Chico’s melodramatic tone is one of his trademark characteristics and my personal favourite of his traits – yes, I am aware that for someone as prone to hedonism as myself, it is odd how strangely attracted to melancholic and downbeat songs I am. This tone is particularly evident in Geni e o Zepelim, which was released as part of Opera do Malandro, which Chico wrote in 1979. The song tells the story of a transvestite famously known for her kindness and provision of comfort to the oppressed, and for which she is universally despised. Long story short, one day a war zeppelin and his captain are set to destroy the city, disgusted by its decadence – a scenario only avoidable if Geni is willing to spend the night with the captain. Briefly regarded as the population’s only saviour, she decides to save the city and sleep with the captain, only to discover the next day that she is just as persecuted as she has always been.

Recorded data:
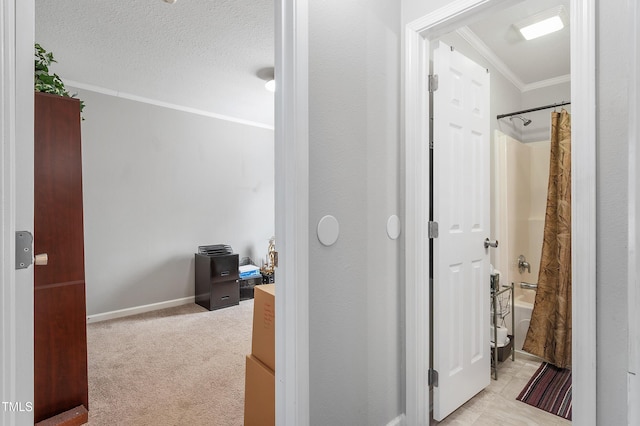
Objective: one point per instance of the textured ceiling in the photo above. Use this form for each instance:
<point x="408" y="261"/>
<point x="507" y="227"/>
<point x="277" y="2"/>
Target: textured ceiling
<point x="201" y="54"/>
<point x="542" y="59"/>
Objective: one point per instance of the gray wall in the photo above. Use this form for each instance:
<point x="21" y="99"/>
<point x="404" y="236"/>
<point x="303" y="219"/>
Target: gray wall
<point x="613" y="41"/>
<point x="158" y="183"/>
<point x="355" y="291"/>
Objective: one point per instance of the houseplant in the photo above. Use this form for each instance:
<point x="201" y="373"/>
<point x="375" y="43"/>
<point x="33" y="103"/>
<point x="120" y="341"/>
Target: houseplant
<point x="46" y="82"/>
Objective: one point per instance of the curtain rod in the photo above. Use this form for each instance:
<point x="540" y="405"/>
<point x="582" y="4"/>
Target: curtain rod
<point x="524" y="111"/>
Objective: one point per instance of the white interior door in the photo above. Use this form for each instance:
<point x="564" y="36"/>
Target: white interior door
<point x="461" y="352"/>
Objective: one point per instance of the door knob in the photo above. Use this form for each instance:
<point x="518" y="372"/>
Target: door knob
<point x="490" y="243"/>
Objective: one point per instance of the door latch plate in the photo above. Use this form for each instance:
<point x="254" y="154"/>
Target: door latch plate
<point x="24" y="249"/>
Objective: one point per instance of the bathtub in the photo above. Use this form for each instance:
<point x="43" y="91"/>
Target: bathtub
<point x="523" y="305"/>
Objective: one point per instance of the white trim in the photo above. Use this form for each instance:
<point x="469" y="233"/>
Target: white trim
<point x="17" y="20"/>
<point x="416" y="56"/>
<point x="401" y="420"/>
<point x="489" y="55"/>
<point x="139" y="309"/>
<point x="416" y="60"/>
<point x="467" y="34"/>
<point x="583" y="211"/>
<point x="8" y="352"/>
<point x="292" y="212"/>
<point x="131" y="97"/>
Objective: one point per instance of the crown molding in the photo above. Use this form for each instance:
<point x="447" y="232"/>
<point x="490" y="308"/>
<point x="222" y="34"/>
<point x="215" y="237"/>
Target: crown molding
<point x="486" y="52"/>
<point x="136" y="98"/>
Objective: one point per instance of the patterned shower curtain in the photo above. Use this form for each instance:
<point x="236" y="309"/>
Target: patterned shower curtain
<point x="549" y="335"/>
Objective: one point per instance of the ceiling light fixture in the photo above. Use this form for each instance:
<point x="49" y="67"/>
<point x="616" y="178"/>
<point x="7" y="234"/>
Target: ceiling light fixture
<point x="543" y="23"/>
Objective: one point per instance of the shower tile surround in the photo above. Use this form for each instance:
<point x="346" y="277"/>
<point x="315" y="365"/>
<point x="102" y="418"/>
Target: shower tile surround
<point x="522" y="173"/>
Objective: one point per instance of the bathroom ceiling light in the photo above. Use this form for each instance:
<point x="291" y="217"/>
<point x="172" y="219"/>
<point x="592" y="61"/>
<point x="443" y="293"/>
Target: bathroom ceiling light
<point x="542" y="23"/>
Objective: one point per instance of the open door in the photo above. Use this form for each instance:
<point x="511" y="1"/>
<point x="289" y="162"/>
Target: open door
<point x="461" y="351"/>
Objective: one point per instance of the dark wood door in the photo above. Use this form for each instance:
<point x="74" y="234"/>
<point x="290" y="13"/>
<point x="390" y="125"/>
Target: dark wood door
<point x="60" y="343"/>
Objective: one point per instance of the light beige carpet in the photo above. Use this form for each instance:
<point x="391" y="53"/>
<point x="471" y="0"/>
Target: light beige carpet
<point x="177" y="366"/>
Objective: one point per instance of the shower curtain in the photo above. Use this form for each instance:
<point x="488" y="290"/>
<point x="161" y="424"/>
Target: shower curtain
<point x="549" y="335"/>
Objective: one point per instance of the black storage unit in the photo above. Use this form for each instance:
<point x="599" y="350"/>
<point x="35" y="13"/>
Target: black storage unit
<point x="217" y="277"/>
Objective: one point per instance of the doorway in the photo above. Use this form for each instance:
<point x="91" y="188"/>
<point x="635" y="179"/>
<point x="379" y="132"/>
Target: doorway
<point x="291" y="223"/>
<point x="420" y="34"/>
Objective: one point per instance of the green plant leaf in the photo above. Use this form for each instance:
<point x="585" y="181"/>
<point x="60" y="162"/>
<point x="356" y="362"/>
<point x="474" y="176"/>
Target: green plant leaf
<point x="46" y="82"/>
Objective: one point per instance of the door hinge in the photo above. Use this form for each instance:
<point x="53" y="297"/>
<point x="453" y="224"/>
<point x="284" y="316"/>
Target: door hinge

§ PARTS OF THE EXERCISE
1. Answer from the passage about Geni e o Zepelim:
(a) As part of which work was the song released?
(b) In what year did Chico write that work?
(c) What must Geni do to keep the captain from destroying the city?
2. In the entries, rewrite the portion from the line containing "Objective: one point per instance of the shower tile" through the last line of the entries, changing "dark wood door" to "brown wooden door" and leaving everything else as it is. Give only that portion.
The entries are unrelated to the passage about Geni e o Zepelim.

§ OUTPUTS FOR THE TASKS
1.
(a) Opera do Malandro
(b) 1979
(c) Spend the night with the captain

2.
Objective: one point per instance of the shower tile surround in the photo above. Use this form for each instance:
<point x="346" y="277"/>
<point x="315" y="365"/>
<point x="102" y="418"/>
Target: shower tile surround
<point x="522" y="173"/>
Objective: one point per instance of the bathroom ceiling light in the photo above. Use this form for each instance:
<point x="291" y="217"/>
<point x="172" y="219"/>
<point x="592" y="61"/>
<point x="443" y="293"/>
Target: bathroom ceiling light
<point x="542" y="23"/>
Objective: one point per instance of the open door in the photo above. Use this form for each instance:
<point x="511" y="1"/>
<point x="289" y="162"/>
Target: open door
<point x="461" y="351"/>
Objective: one point per instance of the brown wooden door in the photo above. Use this form for each instance:
<point x="74" y="234"/>
<point x="290" y="13"/>
<point x="390" y="125"/>
Target: brown wooden door
<point x="60" y="343"/>
Objective: one point per instance of the light beige carpet in the photo above. Use this form for each instance:
<point x="391" y="53"/>
<point x="471" y="0"/>
Target: light beige carpet
<point x="177" y="366"/>
Objective: one point per instance of the shower curtain in the photo above. Use this form for each instance:
<point x="488" y="290"/>
<point x="161" y="424"/>
Target: shower curtain
<point x="549" y="335"/>
Objective: one point per instance of the black storage unit in the photo above. Use this form for each instance:
<point x="599" y="350"/>
<point x="35" y="13"/>
Target: black storage unit
<point x="217" y="277"/>
Objective: one point per instance of the doorway in the photo above. Use this form for each instance:
<point x="91" y="188"/>
<point x="635" y="179"/>
<point x="379" y="132"/>
Target: doorway
<point x="291" y="223"/>
<point x="420" y="34"/>
Objective: one point per instance of the green plant leaf in the photo above. Use this form for each instance:
<point x="585" y="181"/>
<point x="60" y="162"/>
<point x="356" y="362"/>
<point x="474" y="176"/>
Target: green plant leaf
<point x="46" y="82"/>
Objective: one point per instance of the door hinge in the photo above. Use this form for each instance:
<point x="53" y="297"/>
<point x="453" y="224"/>
<point x="284" y="316"/>
Target: door hinge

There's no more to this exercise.